**WHAT YOU ARE ASKED TO DO**
Leave the pictures aside and write out exactly every line from the one containing "green building facade in the photo above." through the last line.

:: INPUT RECORDS

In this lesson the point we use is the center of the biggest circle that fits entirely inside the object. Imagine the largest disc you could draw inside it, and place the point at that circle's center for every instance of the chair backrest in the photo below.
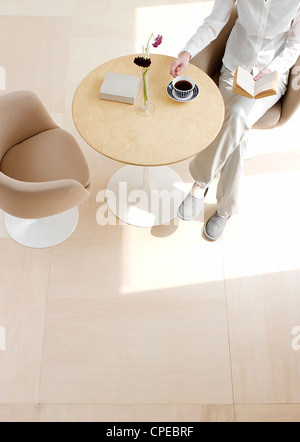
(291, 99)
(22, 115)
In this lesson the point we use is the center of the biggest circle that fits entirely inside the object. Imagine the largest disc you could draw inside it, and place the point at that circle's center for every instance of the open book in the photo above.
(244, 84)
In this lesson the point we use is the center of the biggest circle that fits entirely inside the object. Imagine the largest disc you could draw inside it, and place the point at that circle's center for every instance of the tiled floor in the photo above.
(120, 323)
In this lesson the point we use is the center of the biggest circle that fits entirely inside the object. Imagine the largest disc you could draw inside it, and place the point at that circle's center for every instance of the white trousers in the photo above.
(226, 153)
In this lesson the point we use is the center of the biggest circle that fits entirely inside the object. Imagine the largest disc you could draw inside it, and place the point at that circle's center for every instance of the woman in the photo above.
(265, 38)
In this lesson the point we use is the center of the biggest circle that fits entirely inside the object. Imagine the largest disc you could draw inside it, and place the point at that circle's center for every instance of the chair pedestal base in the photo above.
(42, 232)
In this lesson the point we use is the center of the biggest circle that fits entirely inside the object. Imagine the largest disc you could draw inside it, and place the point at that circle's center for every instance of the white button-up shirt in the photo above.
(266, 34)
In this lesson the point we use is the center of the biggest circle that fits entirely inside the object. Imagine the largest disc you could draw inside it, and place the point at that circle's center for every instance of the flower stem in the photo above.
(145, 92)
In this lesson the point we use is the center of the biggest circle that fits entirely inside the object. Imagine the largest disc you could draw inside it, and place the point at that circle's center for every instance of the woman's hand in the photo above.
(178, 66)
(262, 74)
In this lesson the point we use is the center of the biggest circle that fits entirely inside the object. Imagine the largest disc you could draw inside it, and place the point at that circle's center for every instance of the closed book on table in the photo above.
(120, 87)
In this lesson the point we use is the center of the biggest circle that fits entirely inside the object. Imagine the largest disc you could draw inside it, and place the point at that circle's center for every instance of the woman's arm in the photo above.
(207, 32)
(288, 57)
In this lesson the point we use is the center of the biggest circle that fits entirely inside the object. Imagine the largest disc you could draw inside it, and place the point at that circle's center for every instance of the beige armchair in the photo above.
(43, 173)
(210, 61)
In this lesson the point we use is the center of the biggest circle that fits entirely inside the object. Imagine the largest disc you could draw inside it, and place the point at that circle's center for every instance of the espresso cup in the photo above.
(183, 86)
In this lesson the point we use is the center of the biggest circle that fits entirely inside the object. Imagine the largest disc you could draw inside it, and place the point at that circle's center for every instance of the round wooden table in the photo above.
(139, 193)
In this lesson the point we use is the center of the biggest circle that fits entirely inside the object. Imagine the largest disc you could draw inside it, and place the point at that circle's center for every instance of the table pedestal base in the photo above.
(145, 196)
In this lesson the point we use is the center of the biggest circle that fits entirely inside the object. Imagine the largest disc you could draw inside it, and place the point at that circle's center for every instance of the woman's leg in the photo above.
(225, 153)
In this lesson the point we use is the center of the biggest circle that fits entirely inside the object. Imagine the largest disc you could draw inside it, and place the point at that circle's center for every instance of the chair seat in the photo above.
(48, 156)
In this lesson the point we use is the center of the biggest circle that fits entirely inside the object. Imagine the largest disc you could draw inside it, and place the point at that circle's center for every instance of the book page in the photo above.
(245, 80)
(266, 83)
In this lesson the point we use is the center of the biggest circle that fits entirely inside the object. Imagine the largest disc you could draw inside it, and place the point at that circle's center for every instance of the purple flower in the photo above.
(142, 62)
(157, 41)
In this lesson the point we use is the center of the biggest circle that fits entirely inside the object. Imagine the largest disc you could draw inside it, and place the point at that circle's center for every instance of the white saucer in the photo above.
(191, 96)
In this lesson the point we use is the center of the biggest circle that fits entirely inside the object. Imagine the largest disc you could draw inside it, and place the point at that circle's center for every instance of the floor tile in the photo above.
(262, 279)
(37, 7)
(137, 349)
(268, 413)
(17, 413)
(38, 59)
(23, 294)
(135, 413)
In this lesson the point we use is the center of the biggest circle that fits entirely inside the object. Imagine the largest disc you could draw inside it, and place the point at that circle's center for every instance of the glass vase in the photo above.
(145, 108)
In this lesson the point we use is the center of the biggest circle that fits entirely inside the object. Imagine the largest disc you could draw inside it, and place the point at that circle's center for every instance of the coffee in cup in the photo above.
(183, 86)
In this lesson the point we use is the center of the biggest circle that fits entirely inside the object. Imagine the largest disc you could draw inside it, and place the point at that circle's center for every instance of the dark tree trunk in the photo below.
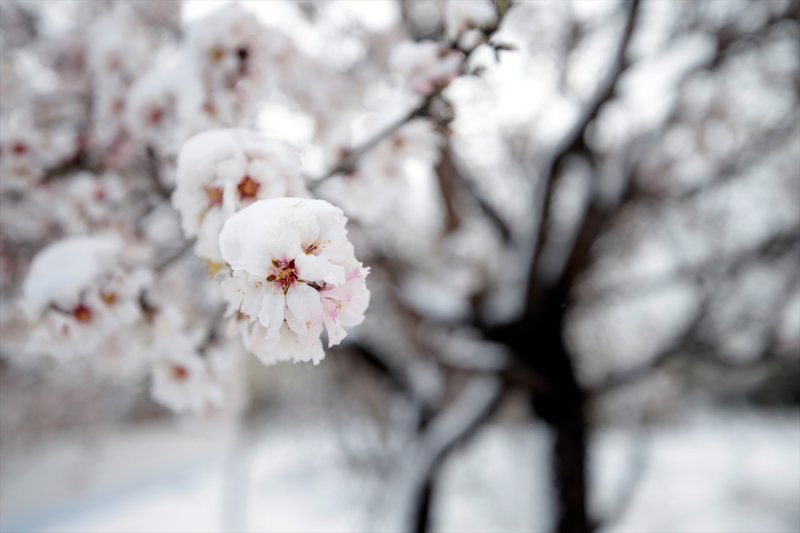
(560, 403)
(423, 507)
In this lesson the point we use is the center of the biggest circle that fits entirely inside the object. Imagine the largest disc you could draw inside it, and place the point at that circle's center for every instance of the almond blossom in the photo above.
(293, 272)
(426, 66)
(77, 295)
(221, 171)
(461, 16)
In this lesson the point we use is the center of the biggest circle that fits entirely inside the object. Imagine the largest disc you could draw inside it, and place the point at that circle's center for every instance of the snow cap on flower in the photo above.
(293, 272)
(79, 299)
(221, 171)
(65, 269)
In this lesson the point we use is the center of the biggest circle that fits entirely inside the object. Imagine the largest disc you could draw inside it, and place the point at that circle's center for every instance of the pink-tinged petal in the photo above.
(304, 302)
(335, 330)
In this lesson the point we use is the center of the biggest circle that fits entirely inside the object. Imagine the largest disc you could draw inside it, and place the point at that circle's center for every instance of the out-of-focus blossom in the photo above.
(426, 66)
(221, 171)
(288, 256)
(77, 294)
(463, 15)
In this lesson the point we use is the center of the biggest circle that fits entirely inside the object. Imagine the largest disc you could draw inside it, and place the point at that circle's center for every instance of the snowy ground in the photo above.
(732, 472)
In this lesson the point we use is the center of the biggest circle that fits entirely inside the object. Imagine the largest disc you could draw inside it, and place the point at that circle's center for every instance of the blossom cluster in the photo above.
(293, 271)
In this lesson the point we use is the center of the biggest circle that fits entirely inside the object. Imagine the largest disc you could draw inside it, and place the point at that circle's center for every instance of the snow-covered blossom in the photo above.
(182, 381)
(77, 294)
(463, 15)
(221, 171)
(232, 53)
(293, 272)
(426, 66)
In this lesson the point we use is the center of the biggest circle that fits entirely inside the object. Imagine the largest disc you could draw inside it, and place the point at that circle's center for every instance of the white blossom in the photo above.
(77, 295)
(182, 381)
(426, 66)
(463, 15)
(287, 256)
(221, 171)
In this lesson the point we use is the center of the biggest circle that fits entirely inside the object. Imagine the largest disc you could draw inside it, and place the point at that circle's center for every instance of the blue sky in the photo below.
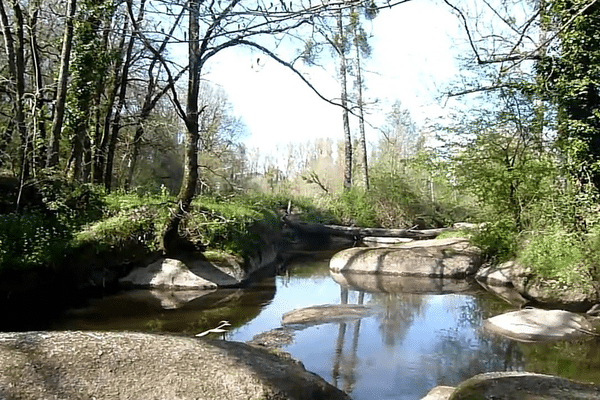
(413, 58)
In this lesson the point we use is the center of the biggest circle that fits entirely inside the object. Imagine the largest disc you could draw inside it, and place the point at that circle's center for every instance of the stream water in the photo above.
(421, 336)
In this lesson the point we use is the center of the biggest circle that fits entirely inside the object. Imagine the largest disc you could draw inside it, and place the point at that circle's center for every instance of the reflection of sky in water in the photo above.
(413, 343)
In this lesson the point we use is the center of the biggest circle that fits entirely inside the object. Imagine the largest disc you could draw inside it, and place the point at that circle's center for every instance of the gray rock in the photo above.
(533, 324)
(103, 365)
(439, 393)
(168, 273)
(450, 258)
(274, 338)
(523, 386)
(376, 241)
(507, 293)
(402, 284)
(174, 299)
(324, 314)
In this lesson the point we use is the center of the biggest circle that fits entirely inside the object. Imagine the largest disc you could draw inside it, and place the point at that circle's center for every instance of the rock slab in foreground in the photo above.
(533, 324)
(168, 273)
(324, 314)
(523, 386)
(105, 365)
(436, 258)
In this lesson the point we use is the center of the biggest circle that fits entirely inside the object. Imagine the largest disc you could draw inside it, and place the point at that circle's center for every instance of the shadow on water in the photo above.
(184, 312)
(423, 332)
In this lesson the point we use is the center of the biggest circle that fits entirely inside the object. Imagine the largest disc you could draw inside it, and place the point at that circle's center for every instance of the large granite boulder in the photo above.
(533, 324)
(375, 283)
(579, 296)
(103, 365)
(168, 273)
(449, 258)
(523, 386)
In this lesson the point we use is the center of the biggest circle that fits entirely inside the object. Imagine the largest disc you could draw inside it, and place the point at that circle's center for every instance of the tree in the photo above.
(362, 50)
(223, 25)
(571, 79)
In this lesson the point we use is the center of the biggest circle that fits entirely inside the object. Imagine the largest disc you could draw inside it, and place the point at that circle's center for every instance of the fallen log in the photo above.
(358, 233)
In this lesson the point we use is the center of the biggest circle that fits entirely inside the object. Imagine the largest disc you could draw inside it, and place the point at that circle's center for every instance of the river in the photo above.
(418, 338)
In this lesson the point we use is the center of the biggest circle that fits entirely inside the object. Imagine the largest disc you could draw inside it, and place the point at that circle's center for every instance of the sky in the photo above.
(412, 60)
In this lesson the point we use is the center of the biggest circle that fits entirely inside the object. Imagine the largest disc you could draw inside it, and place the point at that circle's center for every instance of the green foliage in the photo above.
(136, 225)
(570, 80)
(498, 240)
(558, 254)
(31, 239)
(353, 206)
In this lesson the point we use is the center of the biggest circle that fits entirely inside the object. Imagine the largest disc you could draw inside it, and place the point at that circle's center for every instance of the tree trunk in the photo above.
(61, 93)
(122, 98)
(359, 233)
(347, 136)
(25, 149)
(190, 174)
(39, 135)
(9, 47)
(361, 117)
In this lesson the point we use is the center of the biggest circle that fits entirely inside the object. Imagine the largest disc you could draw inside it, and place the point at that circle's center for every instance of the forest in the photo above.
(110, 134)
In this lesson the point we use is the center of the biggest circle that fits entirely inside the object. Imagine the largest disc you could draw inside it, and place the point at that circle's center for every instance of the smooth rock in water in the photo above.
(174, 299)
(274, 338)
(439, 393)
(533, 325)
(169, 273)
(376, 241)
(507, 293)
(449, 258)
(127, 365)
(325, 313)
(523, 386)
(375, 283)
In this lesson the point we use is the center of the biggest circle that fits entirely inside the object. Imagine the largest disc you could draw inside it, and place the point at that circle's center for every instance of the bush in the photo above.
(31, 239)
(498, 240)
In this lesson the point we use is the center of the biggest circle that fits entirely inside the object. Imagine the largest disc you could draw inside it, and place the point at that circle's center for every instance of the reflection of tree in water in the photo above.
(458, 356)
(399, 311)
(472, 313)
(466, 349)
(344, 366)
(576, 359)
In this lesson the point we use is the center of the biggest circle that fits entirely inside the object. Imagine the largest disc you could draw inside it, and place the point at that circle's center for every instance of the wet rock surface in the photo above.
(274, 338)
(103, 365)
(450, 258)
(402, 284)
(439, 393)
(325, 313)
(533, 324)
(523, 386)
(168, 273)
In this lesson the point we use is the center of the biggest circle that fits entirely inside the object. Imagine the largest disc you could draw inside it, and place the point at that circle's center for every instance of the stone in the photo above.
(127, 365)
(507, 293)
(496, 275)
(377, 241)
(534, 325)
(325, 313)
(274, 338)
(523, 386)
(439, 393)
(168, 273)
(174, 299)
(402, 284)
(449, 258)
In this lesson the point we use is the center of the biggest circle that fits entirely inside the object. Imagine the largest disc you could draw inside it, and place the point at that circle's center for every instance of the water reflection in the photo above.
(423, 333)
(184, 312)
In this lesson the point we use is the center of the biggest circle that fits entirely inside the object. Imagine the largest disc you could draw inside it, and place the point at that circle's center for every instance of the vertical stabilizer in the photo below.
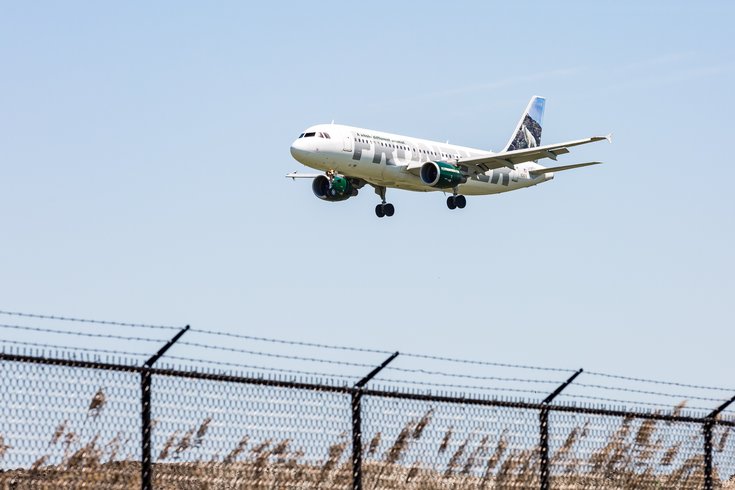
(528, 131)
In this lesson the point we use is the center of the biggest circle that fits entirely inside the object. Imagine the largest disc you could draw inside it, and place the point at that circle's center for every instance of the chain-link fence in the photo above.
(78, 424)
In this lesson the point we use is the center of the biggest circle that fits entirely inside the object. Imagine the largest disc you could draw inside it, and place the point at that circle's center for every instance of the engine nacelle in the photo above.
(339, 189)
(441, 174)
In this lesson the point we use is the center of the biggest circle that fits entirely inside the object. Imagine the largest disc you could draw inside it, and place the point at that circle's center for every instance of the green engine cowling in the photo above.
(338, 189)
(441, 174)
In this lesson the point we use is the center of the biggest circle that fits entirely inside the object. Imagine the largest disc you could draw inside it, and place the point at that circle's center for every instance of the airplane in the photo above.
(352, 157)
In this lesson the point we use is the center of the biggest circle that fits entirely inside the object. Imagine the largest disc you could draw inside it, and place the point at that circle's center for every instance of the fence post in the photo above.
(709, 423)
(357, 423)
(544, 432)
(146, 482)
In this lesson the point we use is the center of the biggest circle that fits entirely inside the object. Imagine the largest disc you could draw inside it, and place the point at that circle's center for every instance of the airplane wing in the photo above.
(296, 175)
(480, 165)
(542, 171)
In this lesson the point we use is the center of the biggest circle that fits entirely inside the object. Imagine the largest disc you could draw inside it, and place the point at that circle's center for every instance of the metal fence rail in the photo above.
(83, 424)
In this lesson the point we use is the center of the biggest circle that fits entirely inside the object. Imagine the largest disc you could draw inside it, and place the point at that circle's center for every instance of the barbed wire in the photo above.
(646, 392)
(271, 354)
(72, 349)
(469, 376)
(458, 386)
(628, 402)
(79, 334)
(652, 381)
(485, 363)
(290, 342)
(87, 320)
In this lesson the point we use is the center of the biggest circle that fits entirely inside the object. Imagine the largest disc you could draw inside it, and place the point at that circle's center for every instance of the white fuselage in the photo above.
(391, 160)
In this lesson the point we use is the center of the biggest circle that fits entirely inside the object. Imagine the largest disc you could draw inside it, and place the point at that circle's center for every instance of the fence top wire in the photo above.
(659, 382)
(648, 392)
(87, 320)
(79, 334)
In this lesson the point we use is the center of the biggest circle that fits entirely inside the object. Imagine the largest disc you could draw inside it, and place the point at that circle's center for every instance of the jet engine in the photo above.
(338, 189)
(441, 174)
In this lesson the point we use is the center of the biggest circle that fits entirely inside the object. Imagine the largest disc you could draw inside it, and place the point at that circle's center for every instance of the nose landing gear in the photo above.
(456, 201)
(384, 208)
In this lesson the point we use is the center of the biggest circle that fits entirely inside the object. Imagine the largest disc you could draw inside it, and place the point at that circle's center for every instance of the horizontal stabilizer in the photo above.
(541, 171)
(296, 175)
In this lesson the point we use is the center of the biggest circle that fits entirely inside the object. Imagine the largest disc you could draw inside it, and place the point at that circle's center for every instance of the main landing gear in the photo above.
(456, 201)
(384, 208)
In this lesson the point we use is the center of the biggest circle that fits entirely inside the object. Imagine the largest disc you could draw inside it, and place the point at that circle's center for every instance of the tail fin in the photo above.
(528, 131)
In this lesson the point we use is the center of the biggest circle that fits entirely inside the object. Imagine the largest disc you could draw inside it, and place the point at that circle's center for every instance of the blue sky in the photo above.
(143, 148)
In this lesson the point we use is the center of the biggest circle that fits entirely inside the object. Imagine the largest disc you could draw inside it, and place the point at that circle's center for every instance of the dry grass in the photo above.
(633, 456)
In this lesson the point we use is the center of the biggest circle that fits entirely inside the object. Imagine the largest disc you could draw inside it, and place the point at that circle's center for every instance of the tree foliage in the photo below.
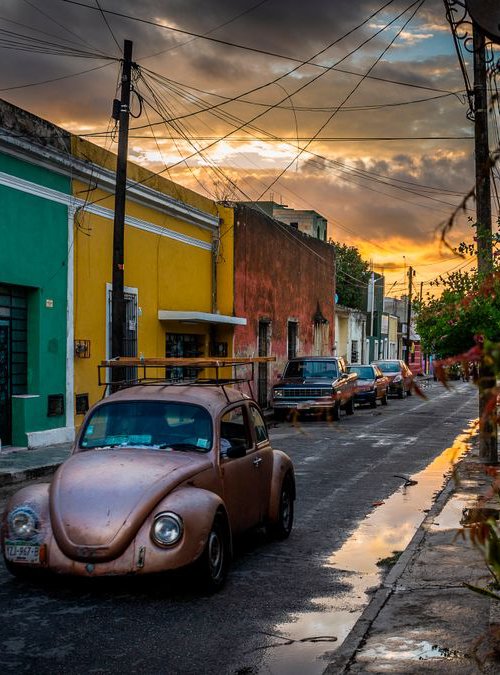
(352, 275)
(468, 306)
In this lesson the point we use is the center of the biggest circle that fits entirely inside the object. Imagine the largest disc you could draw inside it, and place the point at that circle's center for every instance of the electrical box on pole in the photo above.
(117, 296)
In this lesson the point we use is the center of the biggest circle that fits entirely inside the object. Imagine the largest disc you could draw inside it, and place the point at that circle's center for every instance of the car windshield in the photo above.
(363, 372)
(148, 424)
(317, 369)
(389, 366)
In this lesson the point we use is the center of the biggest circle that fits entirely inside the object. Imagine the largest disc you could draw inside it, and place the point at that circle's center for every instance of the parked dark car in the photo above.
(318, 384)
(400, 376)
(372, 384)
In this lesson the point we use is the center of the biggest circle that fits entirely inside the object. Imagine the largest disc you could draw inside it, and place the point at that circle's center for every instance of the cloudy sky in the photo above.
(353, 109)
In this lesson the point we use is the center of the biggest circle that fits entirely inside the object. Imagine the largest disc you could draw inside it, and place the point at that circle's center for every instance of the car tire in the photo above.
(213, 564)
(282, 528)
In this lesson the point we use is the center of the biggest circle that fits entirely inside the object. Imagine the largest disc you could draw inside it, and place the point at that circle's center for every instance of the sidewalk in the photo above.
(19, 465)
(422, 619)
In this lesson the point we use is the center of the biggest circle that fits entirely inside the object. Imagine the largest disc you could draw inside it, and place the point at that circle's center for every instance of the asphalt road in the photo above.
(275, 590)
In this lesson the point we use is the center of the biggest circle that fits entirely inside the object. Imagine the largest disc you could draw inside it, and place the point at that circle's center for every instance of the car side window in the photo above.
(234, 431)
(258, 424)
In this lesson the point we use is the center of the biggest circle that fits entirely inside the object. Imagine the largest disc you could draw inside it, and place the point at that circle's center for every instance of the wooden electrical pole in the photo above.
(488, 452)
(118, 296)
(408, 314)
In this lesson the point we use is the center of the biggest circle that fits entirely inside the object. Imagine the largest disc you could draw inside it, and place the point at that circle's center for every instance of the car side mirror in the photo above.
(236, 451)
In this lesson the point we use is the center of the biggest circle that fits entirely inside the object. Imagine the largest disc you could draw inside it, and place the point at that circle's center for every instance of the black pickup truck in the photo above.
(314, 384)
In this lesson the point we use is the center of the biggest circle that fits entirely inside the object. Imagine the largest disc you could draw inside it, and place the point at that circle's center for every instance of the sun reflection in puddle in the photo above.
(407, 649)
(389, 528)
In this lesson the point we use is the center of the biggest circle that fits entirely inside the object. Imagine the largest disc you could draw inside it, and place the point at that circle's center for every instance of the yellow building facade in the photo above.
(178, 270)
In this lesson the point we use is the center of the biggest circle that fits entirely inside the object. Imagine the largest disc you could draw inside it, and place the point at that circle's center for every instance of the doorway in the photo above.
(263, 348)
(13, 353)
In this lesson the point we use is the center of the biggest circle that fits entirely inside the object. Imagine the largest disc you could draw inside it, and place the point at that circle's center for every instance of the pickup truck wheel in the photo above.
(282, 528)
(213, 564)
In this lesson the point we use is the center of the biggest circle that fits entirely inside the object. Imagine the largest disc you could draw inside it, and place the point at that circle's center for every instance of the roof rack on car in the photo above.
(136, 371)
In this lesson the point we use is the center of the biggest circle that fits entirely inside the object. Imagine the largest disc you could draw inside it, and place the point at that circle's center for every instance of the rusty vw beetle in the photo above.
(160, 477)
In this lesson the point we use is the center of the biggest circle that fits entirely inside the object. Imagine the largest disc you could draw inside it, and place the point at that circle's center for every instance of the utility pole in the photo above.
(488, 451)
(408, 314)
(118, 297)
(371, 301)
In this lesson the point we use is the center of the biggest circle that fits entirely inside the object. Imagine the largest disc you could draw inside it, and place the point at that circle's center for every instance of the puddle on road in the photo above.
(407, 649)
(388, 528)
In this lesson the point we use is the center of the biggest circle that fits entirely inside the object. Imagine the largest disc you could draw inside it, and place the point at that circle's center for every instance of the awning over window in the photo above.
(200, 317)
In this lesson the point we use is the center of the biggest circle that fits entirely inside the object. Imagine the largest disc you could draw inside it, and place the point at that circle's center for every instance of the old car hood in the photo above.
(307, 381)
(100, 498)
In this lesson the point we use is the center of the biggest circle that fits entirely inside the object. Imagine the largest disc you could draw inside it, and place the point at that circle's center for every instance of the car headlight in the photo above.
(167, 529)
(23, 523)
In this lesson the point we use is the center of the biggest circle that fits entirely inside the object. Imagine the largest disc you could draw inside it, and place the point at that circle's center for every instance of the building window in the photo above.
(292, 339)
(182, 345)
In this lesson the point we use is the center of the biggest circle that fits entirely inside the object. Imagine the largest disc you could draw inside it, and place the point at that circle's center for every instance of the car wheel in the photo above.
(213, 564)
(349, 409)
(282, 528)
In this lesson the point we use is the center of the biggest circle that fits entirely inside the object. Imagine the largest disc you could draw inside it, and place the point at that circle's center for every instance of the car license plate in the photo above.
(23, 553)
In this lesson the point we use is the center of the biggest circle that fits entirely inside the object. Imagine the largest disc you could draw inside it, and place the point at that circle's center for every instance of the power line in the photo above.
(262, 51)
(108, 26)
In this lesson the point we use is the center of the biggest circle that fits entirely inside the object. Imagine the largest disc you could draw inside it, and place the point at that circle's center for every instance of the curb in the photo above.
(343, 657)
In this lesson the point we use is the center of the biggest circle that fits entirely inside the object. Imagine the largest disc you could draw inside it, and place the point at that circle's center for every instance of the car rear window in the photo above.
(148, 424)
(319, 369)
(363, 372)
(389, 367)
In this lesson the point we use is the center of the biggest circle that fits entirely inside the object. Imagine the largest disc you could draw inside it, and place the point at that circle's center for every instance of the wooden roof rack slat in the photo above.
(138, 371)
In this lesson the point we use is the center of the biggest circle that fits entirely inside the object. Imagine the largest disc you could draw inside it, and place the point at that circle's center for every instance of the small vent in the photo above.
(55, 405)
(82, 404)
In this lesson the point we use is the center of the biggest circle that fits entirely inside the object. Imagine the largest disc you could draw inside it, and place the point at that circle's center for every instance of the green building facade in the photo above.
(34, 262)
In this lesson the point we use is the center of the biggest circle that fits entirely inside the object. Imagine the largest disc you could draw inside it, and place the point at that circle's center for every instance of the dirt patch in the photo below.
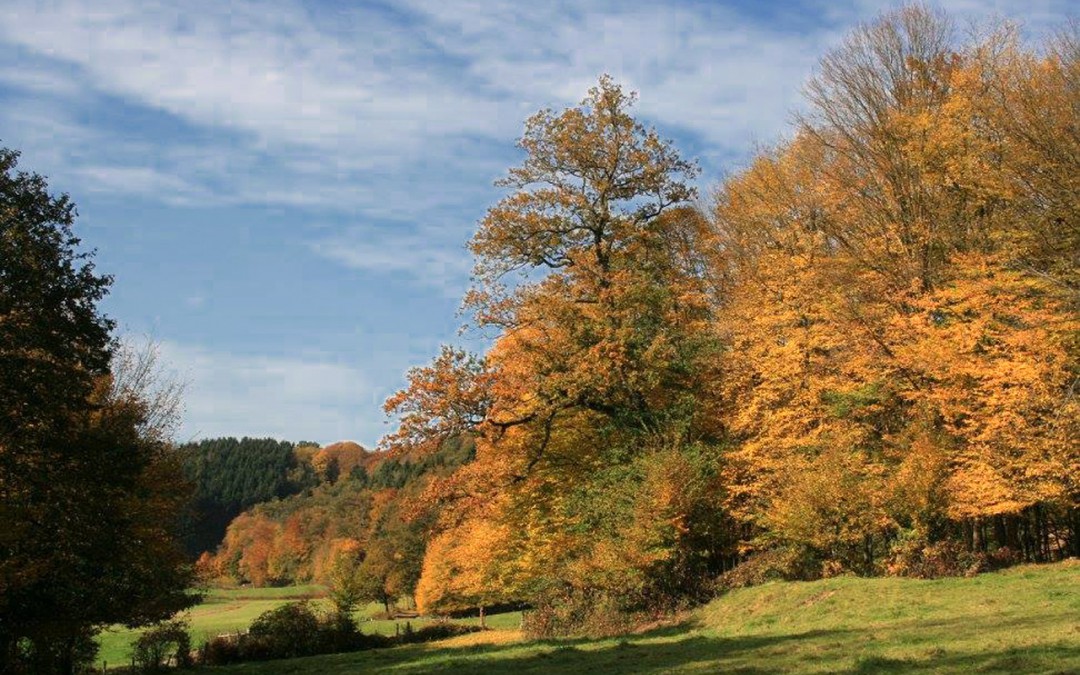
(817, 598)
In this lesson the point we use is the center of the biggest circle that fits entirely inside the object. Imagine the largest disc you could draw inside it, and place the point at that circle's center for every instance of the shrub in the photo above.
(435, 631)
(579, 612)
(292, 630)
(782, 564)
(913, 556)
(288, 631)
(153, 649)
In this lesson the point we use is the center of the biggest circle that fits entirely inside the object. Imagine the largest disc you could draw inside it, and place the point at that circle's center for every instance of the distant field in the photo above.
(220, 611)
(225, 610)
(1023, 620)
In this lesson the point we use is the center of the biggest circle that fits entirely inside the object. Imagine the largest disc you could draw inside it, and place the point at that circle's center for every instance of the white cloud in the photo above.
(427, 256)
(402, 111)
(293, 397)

::::

**EXERCISE OUTPUT**
In this lesson the point we use is the center of the biggest circle that fits entirely inside the object. Imagine the largest disc you could draw inside it, and place the point at that circle's center for every instance of the green building facade in the photo above.
(34, 262)
In this lesson the point we use is the center of the biggest circle that fits entirely inside the object. Imagine the largest disc you could draw inside it, and place the point at that circle's center for every instance of the dirt patch in the photo below.
(817, 598)
In this lesson the point we use is the center of the biggest circle that fits entirely inside the object. Imagine the largest disc you could draw inside it, and place the point at that circle's center for every instance of the shrub in the photo above.
(435, 631)
(579, 612)
(292, 630)
(782, 564)
(913, 556)
(288, 631)
(153, 649)
In this lesson the point we use is the center of the biggest circle that fits entirely inside the object. Imagine the largest disc you could draw inside it, and place the point at that circle's center for every instance of the distant field in the photo above.
(220, 611)
(225, 610)
(1023, 620)
In this lesson the point we use is the center of the biggest circle that fits entirely inside the object. Imagine the largest disc you could draw inside it, and place the point at that circle's center for every instance of the white cloud in the photo above.
(427, 256)
(402, 111)
(293, 397)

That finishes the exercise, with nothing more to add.